WHAT THE TASK ASKS: Beneath this sentence is a set of records; write each of them out exactly.

### RECORDS SHOWN

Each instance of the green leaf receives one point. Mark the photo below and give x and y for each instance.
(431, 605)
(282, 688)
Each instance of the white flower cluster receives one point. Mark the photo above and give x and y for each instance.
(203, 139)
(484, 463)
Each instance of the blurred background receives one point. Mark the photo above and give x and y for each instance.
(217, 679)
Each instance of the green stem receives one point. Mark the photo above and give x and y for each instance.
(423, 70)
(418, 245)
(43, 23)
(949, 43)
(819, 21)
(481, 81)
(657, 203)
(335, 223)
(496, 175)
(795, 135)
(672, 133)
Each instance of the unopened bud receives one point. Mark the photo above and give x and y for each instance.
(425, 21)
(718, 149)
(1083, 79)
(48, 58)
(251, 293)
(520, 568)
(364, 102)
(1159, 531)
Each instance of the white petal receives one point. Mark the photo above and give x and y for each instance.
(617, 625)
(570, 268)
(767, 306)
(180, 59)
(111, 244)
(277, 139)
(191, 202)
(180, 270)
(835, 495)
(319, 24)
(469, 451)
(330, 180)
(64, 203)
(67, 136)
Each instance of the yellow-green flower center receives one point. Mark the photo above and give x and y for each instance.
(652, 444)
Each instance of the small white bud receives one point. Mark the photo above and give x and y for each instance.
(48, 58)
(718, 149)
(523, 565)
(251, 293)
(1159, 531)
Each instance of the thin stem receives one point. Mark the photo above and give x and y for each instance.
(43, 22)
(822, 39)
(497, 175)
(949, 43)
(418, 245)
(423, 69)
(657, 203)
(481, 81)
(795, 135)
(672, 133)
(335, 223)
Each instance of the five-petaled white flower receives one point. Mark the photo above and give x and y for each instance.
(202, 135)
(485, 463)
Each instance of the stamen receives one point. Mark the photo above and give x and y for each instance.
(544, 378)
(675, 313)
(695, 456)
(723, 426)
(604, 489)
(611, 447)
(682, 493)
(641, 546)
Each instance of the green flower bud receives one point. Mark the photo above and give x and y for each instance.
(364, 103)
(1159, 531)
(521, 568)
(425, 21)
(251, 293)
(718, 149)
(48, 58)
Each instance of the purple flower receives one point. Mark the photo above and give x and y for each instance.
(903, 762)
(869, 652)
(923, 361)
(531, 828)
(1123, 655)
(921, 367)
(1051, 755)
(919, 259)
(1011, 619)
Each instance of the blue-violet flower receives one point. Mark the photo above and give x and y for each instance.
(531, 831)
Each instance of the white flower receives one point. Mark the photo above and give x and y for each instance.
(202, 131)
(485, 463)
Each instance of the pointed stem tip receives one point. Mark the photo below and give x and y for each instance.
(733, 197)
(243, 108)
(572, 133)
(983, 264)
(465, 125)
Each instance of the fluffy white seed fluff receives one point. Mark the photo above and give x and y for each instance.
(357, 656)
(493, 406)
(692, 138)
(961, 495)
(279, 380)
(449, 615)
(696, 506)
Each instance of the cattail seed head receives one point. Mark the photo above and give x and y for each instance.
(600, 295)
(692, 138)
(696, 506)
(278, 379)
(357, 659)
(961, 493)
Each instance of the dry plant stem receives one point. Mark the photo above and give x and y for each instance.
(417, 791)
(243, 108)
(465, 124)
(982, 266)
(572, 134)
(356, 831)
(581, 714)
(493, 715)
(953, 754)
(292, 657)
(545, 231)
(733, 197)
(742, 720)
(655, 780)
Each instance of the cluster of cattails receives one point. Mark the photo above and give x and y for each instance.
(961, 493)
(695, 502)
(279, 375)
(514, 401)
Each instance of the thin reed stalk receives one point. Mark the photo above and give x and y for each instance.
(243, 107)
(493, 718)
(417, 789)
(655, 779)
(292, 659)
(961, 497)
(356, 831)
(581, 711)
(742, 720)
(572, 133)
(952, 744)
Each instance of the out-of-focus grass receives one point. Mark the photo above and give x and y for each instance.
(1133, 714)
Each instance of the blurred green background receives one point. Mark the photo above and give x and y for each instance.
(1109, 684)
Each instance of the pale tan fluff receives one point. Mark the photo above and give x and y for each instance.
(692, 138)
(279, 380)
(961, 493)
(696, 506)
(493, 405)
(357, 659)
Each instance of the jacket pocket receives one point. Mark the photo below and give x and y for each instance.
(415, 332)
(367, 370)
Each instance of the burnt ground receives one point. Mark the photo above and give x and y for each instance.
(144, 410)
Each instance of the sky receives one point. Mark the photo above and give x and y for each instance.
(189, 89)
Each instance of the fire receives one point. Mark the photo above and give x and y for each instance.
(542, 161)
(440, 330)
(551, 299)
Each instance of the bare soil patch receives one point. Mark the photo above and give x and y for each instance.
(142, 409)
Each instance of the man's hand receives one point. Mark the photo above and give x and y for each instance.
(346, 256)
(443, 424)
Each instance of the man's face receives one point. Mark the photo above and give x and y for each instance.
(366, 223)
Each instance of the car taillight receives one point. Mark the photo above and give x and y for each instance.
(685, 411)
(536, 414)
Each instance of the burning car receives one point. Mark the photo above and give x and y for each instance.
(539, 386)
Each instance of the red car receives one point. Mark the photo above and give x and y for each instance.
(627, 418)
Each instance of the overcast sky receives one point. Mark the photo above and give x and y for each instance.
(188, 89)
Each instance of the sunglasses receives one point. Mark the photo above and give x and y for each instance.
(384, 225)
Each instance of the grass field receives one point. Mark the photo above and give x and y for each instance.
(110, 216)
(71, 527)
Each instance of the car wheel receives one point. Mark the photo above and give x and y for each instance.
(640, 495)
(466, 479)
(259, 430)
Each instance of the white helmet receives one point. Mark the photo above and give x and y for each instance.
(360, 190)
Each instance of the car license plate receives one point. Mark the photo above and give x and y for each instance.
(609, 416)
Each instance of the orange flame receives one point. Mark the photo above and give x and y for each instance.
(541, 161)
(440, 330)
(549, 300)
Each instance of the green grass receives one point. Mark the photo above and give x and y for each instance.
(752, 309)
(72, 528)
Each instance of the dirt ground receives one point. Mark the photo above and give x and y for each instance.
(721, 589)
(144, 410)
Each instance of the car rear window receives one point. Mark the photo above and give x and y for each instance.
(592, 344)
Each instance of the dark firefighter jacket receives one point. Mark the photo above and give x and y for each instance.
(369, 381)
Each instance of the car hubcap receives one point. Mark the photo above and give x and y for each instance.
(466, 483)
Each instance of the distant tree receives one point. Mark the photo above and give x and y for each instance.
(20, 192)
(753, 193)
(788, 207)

######

RESULT OF THIS EXERCISE:
Each instance of the green leaf receives one point. Mark the photo below and give x and y for each instance.
(431, 605)
(282, 688)
Each instance of the white flower cluster receives one point. Mark the photo above and give x and y for each instance.
(203, 139)
(484, 463)
Each instance of the blurred background receives one point. Mark the photo above and give x and y for each instance.
(217, 679)
Each instance of the green stem receives one point. Mark the photo above and give x and y for each instance.
(423, 70)
(418, 245)
(43, 23)
(949, 43)
(819, 21)
(481, 81)
(657, 203)
(335, 223)
(496, 175)
(795, 135)
(672, 133)
Each instance of the unopened bud receives one point. Mark the photo above and give x and y for each instance.
(425, 21)
(718, 149)
(1083, 79)
(48, 58)
(251, 293)
(520, 568)
(364, 102)
(1159, 531)
Each instance of the white petal receives one point. Mark the photo above and give x and y for each instance.
(617, 625)
(570, 268)
(767, 306)
(180, 59)
(111, 244)
(277, 139)
(191, 202)
(180, 270)
(835, 495)
(319, 24)
(469, 451)
(330, 180)
(64, 203)
(67, 136)
Each instance of the yellow-green flower center receives one point. Mark the photo above and give x and y for each instance.
(652, 444)
Each instance of the small white bud receives one point. Mark the photo above and give x and y for each instance.
(48, 58)
(718, 149)
(523, 565)
(251, 293)
(1159, 531)
Each instance of the thin stem receives one point. Mark the photo above and give x and y for each instance.
(43, 22)
(822, 39)
(497, 175)
(949, 43)
(418, 245)
(423, 69)
(657, 203)
(481, 81)
(795, 135)
(672, 133)
(335, 223)
Each instance of the five-petaled white flower receives one point. Mark the photo above and give x and y for each instance.
(202, 135)
(485, 463)
Each instance of the stamen receives one point. Mark the photo above and give x and y for each instance.
(544, 378)
(675, 313)
(695, 456)
(723, 426)
(604, 489)
(611, 447)
(682, 493)
(641, 546)
Each instance of the green flower bud receives one point. Mark the photo above and give x and y for each instance.
(364, 103)
(1159, 531)
(521, 568)
(425, 21)
(251, 293)
(718, 149)
(48, 58)
Each instance of the purple flower receives one point. Mark the photo above and give x and y for each instance.
(903, 762)
(869, 652)
(923, 361)
(531, 828)
(1123, 655)
(921, 367)
(1051, 755)
(919, 259)
(1011, 619)
Each instance of the blue-violet flower receives one point. Mark the photo above and give x and y for each instance.
(531, 831)
Each instance of the white flower receives one point. Mark the photo above and give x and y for each instance.
(202, 131)
(485, 463)
Each instance of the pointed stem tip receives one point. Mark the photo below and give x and y for each instance.
(733, 197)
(243, 108)
(572, 133)
(983, 264)
(465, 125)
Each instance of the fluffy white seed fluff receives one point. Mark the photo above and give x and y for each instance.
(357, 656)
(493, 406)
(692, 138)
(961, 495)
(279, 380)
(449, 615)
(696, 506)
Each instance of the cattail seed head receives one point. Mark the photo above and give x and y for each instance.
(600, 295)
(692, 138)
(696, 506)
(278, 379)
(357, 659)
(961, 493)
Each instance of the dry plant stem receives one point. Mark the photo above and give x and y for each instance.
(417, 791)
(243, 108)
(465, 124)
(982, 266)
(572, 134)
(356, 831)
(581, 714)
(493, 715)
(953, 754)
(292, 657)
(545, 231)
(733, 197)
(742, 720)
(655, 780)
Each instance of the cluster of cattails receives one point. Mark the photo above and give x and y for each instance.
(961, 493)
(695, 502)
(279, 375)
(514, 401)
Each instance of the thin reed stalk receives one point. Mark the photo above and give x and y for each instance.
(243, 107)
(493, 718)
(417, 789)
(655, 779)
(292, 659)
(961, 497)
(356, 831)
(581, 711)
(742, 720)
(572, 133)
(952, 744)
Each instance of the out-of-focus grass receives one point. Mark the photo above and give x and y for each instance.
(1133, 714)
Each instance of the blurred green background receives one point. Mark the photo above and give x and y for each instance.
(1109, 684)
Each instance of the pale tan fluff receives one point. Mark the photo above and give x and y for each instance.
(692, 138)
(279, 380)
(961, 493)
(696, 506)
(493, 405)
(357, 659)
Each instance of the jacket pocket receives one point. Mark the photo below and give x and y for each instance.
(415, 332)
(367, 370)
Each instance of the burnt ground receives one point. Mark the photo above and give x and y for each instance.
(144, 410)
Each instance of the sky receives one point. Mark the photo above and give x and y for each instance.
(189, 89)
Each instance of the fire receives one point. Mark the photo above and give x and y for each instance.
(542, 161)
(440, 330)
(551, 299)
Each instance of the bare soil patch receives one point. Mark the photo above and give x and y for each instance.
(142, 409)
Each instance of the man's hand receives one point. Mark the photo above and give x and y for each instance.
(346, 256)
(443, 424)
Each instance of the man's face receives one point. Mark the photo above and give x and y for each instance.
(366, 223)
Each instance of the car taillight receives one point. Mark the photo above and give x and y for each instance.
(685, 411)
(536, 414)
Each instance of the burning car receives one point. Mark the photo above and give x and y for each instance.
(539, 386)
Each instance of the red car receives one point. Mark the photo above and give x and y for each instance.
(627, 418)
Each instance of the overcast sky receives one point. Mark the photo above and give x and y for each instance.
(188, 89)
Each instance of the sunglasses receives one point. Mark the photo above and give x and y for each instance.
(384, 225)
Each instance of the grass field receives one point. Mark the photo above and give x and y for each instance.
(110, 216)
(71, 527)
Each instance of the car wheel receives one point. Mark the photo above and give x and y for each instance.
(640, 495)
(466, 479)
(259, 430)
Each instance of the white helmet receives one point. Mark the photo above and give x and y for each instance.
(360, 190)
Each instance of the car license plate receives one point. Mark the photo above and give x and y for each instance.
(609, 416)
Each instance of the orange flame receives one point. Mark the photo above and give x and y for each instance.
(541, 161)
(440, 330)
(549, 300)
Each instance of the green grass receives one point. Mark the photo above and give x and y for each instance.
(752, 309)
(72, 528)
Each instance of the dirt ground receives one point. Mark the photo above and give x and y for each instance.
(721, 589)
(144, 410)
Each instance of the car rear window receives one point. Mark the photo above and give x and y for each instance.
(592, 344)
Each instance of the dark firefighter jacket receives one point. Mark the photo above and give x and y for each instance.
(369, 381)
Each instance of the car hubcap receives one point. Mark the photo above and give x and y for each instance.
(466, 483)
Each instance of the distant tree receives one point. Mark the photo above and give x and y for each instance.
(20, 192)
(753, 193)
(788, 207)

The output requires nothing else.